_What the task asks:_
The entries that follow must be given again exactly, with no pictures kept.

Recorded data:

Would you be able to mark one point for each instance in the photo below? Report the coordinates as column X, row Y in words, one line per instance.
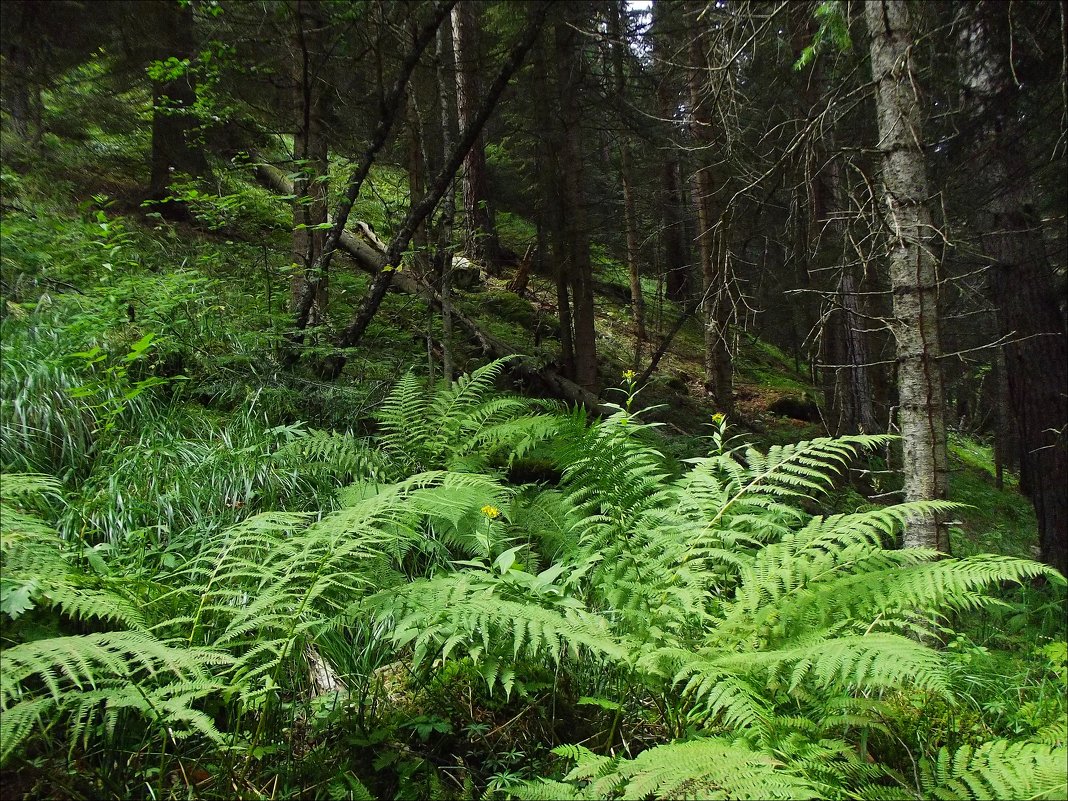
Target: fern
column 461, row 426
column 995, row 770
column 704, row 768
column 119, row 665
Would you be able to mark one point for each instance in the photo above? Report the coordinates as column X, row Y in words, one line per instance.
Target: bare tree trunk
column 576, row 229
column 392, row 106
column 310, row 153
column 718, row 366
column 436, row 189
column 676, row 251
column 629, row 207
column 481, row 235
column 446, row 91
column 913, row 267
column 1024, row 293
column 547, row 154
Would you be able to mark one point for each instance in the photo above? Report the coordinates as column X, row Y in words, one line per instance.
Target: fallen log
column 371, row 257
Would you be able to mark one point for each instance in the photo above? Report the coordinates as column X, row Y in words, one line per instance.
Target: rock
column 466, row 275
column 797, row 407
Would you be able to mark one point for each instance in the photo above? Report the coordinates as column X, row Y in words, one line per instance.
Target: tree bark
column 676, row 251
column 576, row 230
column 1024, row 291
column 373, row 258
column 417, row 214
column 446, row 92
column 718, row 363
column 629, row 206
column 310, row 151
column 913, row 267
column 392, row 106
column 547, row 153
column 481, row 244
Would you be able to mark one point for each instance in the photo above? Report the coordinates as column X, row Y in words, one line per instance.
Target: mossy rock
column 798, row 407
column 507, row 305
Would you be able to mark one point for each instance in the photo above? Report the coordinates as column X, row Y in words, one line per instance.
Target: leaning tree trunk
column 481, row 235
column 913, row 267
column 572, row 205
column 174, row 151
column 436, row 189
column 310, row 154
column 391, row 108
column 718, row 366
column 1024, row 292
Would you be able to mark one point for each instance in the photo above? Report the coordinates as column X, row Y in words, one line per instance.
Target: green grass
column 996, row 520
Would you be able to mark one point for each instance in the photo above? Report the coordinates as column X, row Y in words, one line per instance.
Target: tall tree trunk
column 480, row 233
column 629, row 207
column 436, row 189
column 21, row 85
column 913, row 267
column 676, row 250
column 718, row 366
column 547, row 156
column 310, row 153
column 1024, row 289
column 850, row 396
column 574, row 205
column 443, row 260
column 173, row 148
column 392, row 106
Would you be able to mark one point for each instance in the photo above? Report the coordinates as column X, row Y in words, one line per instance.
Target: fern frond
column 701, row 768
column 78, row 673
column 995, row 770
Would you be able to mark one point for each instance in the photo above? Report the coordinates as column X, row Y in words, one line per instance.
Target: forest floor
column 215, row 286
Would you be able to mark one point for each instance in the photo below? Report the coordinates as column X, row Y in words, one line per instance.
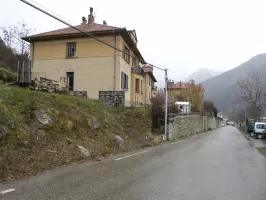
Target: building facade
column 87, row 64
column 190, row 92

_Answer space:_
Would you be able to mark one point for each instance in the photo below? Report the coordinates as column X, row Y in words, one line per instance.
Target: fern
column 461, row 426
column 995, row 770
column 704, row 768
column 119, row 665
Would you be able to mark one point for each instance in the photo above? Report the coordinates as column X, row Y in words, one line per instance.
Target: bare tree trunk
column 576, row 229
column 392, row 106
column 310, row 153
column 718, row 366
column 436, row 189
column 676, row 251
column 629, row 207
column 481, row 235
column 446, row 91
column 913, row 267
column 1024, row 293
column 547, row 154
Would you be able to mark one point for each instance in the photo above? Report the coordinates as column X, row Y in words, one line per instance.
Target: fallen log
column 371, row 257
Would you be able to mark one point for each instance in the photo above? Report the coordinates as column X, row Y in words, one line per instance.
Target: rock
column 466, row 275
column 797, row 407
Would you be able to mark one point for each instance in the photo above? Report the coordinates as column X, row Y in words, one line per instance.
Target: tree bark
column 676, row 251
column 576, row 230
column 1024, row 291
column 373, row 258
column 417, row 214
column 446, row 92
column 718, row 363
column 629, row 206
column 310, row 151
column 913, row 267
column 392, row 106
column 547, row 153
column 481, row 244
Would you be able to mark one point for each instance in the photo above? Report the coordinates as column X, row Y in words, one line per instance.
Target: mossy rock
column 798, row 407
column 507, row 305
Would you be able to mark one point for each instance in the photo above? Report the coordinates as column X, row Y in words, one line per instance.
Target: leaning tree trunk
column 481, row 235
column 913, row 267
column 572, row 205
column 174, row 151
column 436, row 189
column 310, row 154
column 391, row 108
column 718, row 366
column 1024, row 292
Would you be able to mark one point for each instance in the photo above? Report the coordinates as column X, row Y in words, one line per instance.
Target: green grass
column 996, row 520
Would you be able to mark one point for each instance in the photo above? Report the coordinates as column X, row Y in words, one line per instance.
Target: tall tree trunk
column 480, row 233
column 629, row 207
column 436, row 189
column 21, row 85
column 913, row 267
column 676, row 250
column 718, row 366
column 547, row 156
column 310, row 153
column 1024, row 289
column 850, row 396
column 574, row 205
column 443, row 260
column 173, row 148
column 392, row 106
Would you be able to mark one point for each instance in the photo above? Report the coordinates as column X, row Y in words, one line per instance.
Target: fern frond
column 701, row 768
column 78, row 673
column 995, row 770
Would you be able to mark one point for each instance in the photo above? Report the coordinates as column X, row Y in words, one line per instance.
Target: forest floor
column 215, row 286
Would you be able to mark one point for each instance in the photo below? Report the coordinates as column X, row Y in words, one line per instance.
Target: building facade
column 87, row 64
column 190, row 92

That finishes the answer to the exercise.